◆ **What the task asks**: Scan the records for "viaduct" and copy each line that contains it.

---

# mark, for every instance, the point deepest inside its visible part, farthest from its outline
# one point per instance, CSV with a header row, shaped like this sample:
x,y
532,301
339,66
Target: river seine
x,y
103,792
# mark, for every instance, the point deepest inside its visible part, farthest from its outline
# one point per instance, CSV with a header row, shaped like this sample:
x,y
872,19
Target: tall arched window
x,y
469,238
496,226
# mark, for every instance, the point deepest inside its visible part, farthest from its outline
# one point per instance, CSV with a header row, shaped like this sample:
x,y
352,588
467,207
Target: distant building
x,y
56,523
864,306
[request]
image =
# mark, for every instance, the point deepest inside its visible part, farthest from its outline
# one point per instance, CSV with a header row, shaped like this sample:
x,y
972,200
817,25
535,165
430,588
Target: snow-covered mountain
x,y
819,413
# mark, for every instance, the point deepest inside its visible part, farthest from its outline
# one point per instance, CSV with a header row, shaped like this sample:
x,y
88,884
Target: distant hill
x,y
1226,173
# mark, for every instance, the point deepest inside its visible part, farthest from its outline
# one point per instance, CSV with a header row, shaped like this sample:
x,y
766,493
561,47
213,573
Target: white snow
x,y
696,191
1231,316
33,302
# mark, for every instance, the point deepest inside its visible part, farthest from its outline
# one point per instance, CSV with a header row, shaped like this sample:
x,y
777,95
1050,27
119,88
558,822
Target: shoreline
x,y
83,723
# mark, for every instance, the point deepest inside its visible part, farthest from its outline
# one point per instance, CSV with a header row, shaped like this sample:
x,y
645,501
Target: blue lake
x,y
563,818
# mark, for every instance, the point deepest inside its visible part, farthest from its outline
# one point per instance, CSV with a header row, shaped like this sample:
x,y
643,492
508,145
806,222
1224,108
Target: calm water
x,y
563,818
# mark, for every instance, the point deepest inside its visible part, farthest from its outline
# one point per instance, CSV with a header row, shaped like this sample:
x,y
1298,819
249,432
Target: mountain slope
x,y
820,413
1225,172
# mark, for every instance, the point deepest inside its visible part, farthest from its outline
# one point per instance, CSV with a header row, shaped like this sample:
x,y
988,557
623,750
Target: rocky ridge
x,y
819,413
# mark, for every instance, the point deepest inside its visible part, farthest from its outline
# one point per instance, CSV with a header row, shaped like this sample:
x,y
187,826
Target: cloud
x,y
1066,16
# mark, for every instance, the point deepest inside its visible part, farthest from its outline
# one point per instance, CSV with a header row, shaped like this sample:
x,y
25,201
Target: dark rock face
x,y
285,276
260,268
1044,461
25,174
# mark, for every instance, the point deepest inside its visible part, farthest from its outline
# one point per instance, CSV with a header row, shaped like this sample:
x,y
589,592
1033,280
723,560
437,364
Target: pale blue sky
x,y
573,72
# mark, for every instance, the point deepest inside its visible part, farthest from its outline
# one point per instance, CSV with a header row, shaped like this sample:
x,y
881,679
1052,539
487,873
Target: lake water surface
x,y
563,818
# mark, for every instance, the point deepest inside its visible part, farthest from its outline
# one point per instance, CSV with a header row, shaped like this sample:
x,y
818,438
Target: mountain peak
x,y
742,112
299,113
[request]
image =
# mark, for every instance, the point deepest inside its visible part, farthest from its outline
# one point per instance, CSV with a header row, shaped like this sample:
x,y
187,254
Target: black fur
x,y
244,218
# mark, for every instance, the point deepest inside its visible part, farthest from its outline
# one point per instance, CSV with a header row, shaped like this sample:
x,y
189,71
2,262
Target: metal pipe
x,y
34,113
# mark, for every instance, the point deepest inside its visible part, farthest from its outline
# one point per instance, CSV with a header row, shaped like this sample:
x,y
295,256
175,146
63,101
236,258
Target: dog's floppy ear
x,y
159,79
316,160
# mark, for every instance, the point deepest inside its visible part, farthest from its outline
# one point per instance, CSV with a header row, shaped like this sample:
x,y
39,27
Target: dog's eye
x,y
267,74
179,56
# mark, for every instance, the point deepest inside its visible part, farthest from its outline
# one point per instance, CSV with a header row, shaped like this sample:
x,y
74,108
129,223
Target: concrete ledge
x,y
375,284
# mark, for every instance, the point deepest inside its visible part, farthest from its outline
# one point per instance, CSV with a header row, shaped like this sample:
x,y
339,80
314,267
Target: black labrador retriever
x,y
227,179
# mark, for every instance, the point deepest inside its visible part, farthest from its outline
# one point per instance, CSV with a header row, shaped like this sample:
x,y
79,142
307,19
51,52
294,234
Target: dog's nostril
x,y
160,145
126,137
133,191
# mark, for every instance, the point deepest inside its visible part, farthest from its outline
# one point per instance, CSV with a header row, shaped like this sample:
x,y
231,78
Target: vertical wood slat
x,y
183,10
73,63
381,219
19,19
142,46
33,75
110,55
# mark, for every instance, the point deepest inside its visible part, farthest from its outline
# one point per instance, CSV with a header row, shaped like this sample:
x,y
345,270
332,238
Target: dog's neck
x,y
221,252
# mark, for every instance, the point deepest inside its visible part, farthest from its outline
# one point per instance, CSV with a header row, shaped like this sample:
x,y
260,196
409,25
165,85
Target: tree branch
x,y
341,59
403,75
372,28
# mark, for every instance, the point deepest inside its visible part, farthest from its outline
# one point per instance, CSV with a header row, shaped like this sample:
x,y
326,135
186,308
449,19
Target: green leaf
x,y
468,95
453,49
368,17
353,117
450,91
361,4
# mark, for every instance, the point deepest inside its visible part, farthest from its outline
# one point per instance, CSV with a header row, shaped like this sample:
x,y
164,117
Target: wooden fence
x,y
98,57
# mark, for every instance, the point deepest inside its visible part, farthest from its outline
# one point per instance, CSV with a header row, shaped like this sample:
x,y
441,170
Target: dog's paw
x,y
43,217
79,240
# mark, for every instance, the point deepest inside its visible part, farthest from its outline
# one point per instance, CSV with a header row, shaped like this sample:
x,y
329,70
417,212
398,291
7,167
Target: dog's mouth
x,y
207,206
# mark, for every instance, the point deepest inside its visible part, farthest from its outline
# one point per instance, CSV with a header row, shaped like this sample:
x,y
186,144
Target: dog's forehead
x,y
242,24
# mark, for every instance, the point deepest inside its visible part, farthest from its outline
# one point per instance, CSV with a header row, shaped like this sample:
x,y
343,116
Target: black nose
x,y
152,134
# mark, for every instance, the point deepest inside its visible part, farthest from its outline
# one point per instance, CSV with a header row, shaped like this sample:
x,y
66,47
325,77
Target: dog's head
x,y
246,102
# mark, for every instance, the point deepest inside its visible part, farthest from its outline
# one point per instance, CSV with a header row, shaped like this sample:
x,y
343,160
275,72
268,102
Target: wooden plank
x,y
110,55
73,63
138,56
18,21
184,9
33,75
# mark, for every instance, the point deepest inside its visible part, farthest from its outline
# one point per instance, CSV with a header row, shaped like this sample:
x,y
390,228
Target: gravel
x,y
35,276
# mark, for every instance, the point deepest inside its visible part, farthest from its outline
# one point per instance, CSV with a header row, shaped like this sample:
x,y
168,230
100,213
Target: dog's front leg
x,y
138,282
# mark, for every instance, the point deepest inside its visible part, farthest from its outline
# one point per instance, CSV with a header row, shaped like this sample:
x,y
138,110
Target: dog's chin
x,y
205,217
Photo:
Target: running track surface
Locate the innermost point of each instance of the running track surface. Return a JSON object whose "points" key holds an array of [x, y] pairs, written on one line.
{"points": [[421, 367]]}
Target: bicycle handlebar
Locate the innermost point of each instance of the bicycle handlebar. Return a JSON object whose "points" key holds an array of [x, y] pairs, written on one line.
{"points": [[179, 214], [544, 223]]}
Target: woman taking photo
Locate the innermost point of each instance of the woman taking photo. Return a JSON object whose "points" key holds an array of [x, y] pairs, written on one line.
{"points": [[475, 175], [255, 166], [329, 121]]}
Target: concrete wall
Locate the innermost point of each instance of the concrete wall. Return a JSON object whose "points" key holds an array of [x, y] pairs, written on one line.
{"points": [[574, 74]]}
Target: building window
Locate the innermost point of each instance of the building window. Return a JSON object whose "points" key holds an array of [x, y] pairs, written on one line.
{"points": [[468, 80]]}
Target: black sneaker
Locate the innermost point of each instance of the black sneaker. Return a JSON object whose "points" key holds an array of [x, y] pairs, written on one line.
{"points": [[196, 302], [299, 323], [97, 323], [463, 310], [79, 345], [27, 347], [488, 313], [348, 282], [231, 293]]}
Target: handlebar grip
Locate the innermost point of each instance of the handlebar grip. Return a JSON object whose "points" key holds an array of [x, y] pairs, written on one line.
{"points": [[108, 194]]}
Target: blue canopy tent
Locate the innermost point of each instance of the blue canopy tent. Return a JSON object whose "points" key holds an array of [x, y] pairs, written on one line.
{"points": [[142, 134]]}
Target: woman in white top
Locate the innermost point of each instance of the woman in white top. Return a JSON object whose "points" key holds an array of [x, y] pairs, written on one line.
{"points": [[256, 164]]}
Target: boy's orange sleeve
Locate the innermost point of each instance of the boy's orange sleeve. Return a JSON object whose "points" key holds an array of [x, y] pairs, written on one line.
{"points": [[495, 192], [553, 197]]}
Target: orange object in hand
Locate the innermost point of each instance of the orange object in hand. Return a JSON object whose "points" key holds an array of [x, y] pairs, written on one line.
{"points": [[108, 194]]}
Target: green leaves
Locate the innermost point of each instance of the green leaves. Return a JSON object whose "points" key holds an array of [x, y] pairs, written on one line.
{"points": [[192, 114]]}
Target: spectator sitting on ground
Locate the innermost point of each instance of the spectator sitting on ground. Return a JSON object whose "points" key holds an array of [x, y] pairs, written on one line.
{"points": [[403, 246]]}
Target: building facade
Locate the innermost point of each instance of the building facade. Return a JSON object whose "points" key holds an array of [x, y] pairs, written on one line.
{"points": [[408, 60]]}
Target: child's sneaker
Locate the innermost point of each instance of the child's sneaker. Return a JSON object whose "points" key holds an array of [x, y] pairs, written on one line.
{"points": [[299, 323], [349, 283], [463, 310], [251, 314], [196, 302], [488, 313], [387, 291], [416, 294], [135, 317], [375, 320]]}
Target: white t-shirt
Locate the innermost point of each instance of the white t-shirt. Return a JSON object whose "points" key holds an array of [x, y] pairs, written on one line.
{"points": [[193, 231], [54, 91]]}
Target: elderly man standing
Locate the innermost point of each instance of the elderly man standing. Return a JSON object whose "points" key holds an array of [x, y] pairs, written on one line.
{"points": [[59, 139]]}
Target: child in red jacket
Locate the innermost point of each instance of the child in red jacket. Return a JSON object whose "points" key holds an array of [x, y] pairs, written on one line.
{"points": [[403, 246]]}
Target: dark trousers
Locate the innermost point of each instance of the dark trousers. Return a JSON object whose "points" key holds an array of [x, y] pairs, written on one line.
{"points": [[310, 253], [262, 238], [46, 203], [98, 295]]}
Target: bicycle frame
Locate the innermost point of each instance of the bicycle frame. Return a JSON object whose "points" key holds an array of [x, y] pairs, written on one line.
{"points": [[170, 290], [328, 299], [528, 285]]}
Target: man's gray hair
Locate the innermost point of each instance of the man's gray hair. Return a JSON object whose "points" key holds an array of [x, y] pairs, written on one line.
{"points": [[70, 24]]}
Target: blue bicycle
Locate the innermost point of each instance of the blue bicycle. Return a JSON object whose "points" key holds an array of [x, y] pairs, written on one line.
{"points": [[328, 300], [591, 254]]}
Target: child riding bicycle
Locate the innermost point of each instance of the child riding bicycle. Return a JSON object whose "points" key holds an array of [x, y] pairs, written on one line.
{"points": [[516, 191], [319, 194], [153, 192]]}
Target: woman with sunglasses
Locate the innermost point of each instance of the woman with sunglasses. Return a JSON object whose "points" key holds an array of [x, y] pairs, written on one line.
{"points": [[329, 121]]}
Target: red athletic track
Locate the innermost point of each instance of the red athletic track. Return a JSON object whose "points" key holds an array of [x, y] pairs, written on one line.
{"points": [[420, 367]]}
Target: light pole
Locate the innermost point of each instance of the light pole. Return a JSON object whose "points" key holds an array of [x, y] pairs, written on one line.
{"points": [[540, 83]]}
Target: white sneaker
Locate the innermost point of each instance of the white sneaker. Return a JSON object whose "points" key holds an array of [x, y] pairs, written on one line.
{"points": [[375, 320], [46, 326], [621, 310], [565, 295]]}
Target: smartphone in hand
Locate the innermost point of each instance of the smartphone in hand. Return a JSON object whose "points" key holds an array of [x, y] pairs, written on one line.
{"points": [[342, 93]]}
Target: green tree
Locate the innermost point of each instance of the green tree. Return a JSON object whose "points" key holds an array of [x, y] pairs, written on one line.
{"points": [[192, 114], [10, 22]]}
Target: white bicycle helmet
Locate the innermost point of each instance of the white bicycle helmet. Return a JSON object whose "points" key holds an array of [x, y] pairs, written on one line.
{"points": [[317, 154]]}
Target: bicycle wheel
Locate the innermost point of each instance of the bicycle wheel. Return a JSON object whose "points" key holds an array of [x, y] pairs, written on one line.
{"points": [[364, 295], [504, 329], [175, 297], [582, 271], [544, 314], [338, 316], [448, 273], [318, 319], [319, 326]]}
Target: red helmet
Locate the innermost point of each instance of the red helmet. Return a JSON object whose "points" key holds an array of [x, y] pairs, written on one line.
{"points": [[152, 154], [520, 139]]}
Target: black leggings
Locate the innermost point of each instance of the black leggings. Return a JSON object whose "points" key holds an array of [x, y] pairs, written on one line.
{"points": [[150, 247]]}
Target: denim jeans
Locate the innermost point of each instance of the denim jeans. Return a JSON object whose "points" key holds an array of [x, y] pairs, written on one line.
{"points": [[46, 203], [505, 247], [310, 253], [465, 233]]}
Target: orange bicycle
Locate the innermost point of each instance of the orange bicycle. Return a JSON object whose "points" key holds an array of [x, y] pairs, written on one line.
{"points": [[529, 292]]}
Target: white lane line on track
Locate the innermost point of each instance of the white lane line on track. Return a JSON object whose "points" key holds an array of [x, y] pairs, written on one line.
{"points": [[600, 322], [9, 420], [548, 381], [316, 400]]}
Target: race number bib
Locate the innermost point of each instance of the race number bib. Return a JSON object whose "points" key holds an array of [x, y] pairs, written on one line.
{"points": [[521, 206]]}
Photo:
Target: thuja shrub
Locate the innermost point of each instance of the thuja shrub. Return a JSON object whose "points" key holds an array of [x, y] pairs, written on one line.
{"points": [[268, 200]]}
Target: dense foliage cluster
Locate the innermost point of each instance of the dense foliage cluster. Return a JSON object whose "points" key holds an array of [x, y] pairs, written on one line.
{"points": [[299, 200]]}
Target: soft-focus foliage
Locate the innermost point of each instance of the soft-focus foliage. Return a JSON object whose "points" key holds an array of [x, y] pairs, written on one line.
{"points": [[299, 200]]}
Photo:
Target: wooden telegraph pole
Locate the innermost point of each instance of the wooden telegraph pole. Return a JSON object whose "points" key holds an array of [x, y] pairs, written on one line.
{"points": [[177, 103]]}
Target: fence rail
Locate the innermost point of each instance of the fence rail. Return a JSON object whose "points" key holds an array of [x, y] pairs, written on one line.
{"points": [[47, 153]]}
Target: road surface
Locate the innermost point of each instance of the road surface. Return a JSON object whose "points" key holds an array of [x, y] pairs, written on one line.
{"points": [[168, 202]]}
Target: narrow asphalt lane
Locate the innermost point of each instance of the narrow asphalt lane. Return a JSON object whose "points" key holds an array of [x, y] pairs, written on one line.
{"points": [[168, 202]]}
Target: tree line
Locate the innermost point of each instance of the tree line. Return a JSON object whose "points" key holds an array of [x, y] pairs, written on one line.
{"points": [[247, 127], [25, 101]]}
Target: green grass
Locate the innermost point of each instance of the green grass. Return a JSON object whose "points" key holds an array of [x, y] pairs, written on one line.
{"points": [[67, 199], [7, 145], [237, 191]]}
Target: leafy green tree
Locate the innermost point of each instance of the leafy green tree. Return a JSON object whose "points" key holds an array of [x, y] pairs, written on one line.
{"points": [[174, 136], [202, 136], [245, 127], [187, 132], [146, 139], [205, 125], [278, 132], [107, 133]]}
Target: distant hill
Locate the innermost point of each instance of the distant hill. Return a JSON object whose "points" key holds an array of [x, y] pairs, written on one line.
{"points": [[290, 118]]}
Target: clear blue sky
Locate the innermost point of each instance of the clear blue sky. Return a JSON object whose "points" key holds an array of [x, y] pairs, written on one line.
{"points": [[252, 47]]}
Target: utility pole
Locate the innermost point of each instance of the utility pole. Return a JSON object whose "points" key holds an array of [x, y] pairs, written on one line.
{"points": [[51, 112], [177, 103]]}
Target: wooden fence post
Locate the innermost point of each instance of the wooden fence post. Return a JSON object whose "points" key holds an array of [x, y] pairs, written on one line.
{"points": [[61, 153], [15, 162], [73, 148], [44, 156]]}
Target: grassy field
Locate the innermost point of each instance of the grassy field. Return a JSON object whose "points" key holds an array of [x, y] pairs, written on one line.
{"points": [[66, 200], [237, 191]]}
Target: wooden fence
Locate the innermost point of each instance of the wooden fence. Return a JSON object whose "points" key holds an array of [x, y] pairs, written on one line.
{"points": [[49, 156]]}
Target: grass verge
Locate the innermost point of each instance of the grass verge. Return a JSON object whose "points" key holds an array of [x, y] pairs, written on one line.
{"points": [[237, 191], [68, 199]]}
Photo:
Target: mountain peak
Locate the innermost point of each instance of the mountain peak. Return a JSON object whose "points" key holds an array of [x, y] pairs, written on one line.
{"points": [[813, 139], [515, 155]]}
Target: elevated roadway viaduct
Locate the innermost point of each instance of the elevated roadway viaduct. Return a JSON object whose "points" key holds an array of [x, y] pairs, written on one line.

---

◆ **Reply to the task**:
Target: elevated roadway viaduct
Locate the innermost point of each instance of the elevated roadway viaduct. Return a JSON object whose "points" key holds an array of [x, y] pairs, written on one line.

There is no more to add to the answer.